Problem requirements:
With the line containing "Query: jersey sleeve" as the starting point, write out each line exactly through the final line of the listing, both ends included.

** Opening Dataset records block **

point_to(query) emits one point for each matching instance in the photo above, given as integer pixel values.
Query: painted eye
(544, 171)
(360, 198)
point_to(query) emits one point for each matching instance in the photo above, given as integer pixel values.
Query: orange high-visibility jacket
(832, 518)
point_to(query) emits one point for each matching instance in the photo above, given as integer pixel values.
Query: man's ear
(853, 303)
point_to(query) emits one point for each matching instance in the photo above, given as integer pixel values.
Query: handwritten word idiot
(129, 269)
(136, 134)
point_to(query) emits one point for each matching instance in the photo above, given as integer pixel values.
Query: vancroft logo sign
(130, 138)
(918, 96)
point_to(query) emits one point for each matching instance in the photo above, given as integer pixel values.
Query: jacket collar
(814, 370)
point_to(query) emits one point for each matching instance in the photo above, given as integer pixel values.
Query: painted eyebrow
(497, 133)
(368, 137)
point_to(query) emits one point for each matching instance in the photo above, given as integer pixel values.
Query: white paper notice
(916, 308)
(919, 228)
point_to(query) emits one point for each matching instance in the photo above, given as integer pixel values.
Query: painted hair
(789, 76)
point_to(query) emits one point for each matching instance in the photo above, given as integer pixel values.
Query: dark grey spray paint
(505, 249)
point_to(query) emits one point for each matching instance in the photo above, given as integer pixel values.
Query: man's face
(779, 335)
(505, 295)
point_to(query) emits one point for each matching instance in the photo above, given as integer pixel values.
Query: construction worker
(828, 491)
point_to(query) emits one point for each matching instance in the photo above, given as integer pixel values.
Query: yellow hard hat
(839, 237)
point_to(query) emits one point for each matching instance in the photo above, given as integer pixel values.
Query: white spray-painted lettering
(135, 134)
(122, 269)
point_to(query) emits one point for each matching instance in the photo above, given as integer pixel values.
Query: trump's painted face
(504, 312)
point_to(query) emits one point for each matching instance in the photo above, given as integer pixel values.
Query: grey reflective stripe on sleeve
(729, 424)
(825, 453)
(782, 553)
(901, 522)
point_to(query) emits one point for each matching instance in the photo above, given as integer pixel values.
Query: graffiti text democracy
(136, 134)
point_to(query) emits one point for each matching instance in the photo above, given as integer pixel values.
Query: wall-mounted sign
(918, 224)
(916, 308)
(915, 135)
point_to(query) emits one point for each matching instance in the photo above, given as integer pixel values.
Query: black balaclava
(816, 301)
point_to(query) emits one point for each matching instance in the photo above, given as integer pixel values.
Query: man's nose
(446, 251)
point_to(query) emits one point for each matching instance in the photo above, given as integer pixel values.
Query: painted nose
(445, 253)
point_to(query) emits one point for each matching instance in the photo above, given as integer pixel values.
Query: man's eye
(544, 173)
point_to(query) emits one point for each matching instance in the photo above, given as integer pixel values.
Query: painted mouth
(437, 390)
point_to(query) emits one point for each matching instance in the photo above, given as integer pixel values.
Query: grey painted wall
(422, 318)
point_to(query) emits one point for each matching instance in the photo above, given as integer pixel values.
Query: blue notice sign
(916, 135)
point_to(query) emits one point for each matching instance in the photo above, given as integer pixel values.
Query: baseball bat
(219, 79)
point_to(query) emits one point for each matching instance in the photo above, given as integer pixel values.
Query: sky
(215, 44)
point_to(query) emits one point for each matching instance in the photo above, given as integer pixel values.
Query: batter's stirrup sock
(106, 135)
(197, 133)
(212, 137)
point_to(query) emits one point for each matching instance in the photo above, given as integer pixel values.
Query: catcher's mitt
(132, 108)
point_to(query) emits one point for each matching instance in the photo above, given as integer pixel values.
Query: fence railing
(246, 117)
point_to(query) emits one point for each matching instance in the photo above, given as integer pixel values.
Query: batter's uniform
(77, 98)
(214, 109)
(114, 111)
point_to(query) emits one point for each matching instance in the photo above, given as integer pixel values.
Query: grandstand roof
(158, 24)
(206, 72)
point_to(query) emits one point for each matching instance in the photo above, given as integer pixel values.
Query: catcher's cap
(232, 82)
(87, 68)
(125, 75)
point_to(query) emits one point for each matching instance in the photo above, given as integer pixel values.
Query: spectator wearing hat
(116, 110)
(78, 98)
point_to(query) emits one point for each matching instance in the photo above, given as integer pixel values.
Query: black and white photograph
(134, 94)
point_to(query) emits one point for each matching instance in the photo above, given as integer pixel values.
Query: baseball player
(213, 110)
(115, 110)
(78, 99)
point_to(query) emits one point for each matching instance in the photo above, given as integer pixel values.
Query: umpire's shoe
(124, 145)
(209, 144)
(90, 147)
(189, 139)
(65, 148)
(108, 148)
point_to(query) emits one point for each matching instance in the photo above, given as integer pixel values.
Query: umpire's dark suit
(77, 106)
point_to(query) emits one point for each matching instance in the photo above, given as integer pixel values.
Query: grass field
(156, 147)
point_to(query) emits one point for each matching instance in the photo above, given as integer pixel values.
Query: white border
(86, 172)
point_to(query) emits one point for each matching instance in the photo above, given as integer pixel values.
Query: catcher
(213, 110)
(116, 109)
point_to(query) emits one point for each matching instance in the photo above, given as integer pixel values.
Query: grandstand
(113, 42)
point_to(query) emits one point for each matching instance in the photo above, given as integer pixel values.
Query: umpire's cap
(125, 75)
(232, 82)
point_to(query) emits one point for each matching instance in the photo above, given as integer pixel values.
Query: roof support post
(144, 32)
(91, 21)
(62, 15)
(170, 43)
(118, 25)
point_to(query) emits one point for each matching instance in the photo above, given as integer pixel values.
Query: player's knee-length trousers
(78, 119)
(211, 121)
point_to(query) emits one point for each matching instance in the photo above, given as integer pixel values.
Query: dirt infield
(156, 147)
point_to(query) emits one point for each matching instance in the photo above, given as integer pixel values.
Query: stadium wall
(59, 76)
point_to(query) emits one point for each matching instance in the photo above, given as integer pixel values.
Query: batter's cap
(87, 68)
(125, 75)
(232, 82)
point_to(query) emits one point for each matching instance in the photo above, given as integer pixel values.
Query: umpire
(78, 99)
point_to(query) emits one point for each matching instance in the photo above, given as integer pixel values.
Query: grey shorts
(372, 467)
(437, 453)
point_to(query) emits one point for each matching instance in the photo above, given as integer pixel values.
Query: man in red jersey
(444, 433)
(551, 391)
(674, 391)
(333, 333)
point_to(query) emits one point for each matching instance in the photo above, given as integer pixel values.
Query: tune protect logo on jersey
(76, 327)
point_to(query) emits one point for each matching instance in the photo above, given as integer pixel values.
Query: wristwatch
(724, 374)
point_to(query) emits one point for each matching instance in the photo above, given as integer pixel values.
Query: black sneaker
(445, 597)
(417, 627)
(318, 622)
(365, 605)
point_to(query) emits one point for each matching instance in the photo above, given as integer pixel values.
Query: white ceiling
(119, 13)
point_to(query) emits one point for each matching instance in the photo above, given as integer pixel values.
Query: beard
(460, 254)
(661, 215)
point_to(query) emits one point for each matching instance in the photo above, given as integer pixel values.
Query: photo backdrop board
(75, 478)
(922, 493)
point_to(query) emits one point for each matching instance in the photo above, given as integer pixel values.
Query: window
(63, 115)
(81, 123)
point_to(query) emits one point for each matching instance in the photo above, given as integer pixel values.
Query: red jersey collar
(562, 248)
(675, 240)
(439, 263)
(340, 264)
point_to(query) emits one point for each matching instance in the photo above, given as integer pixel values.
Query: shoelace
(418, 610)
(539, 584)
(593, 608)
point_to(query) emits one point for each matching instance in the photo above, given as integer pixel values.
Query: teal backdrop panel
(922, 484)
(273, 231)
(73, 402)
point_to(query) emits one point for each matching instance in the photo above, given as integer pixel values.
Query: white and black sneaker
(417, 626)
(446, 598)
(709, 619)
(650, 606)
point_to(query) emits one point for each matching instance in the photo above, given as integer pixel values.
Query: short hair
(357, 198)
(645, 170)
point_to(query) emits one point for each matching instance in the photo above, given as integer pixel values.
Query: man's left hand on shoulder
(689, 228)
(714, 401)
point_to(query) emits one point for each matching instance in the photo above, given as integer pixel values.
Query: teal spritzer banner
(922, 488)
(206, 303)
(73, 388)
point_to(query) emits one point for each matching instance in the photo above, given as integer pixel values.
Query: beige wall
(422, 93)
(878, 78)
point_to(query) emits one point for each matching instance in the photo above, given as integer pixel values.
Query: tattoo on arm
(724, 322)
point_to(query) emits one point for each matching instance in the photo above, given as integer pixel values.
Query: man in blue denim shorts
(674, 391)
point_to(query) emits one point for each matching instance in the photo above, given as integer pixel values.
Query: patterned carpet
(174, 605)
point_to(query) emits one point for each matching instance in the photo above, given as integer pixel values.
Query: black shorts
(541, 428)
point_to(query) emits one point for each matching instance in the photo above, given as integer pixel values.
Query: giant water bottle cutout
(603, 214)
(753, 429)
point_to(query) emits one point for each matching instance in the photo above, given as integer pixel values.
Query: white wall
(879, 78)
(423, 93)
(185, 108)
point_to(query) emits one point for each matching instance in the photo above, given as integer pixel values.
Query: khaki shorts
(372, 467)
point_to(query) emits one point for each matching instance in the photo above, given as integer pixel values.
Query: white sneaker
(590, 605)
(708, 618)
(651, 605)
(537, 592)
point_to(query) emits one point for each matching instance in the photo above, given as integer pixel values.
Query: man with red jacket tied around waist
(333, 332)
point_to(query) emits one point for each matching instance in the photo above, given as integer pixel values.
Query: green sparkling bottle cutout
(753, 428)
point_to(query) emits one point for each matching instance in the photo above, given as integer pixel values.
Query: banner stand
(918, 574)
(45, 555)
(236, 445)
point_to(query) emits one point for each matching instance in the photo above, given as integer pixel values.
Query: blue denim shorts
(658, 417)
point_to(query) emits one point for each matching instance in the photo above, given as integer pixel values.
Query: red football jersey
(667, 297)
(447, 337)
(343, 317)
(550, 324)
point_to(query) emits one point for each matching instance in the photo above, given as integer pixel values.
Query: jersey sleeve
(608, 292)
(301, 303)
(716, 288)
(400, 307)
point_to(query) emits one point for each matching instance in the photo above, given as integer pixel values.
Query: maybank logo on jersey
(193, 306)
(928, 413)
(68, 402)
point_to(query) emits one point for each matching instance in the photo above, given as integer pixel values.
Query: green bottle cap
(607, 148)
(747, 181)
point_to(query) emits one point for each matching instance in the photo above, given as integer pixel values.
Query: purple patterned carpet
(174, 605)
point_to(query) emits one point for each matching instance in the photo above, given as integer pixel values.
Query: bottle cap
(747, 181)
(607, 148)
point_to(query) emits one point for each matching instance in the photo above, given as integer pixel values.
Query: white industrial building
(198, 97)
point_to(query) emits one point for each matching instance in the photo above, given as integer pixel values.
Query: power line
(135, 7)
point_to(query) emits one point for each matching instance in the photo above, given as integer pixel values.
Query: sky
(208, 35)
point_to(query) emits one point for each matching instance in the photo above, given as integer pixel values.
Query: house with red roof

** Closing Dataset records block **

Solution for this problem:
Query: jersey sleeve
(608, 292)
(301, 303)
(716, 288)
(400, 307)
point_to(query) emits one point for each matching instance in the photo above, given as integer pixel values.
Query: maybank logo on jersey
(193, 306)
(928, 413)
(68, 402)
point_to(query) emits one point for each matching instance in the photo above, given as integer pixel values.
Query: green bottle cap
(607, 148)
(747, 181)
point_to(query) emits one point for each matching instance in the photo above, given as integer pixel values.
Query: purple patterned carpet
(174, 605)
point_to(query) emits one point for each matching instance in the photo above, given as integer pixel values.
Query: bottle cap
(747, 181)
(607, 148)
point_to(query) emits one point for each matching instance in the photo above, given as integer pixel values.
Query: white industrial building
(198, 97)
point_to(query) emits one point for each matching instance in the photo above, given as integer pixel values.
Query: power line
(135, 7)
point_to(query) emits one point for each matching instance in the photo above, given as integer pixel values.
Query: sky
(208, 35)
point_to(query) emits one point for each matching instance in the photo above, given as integer pixel values.
Query: house with red roof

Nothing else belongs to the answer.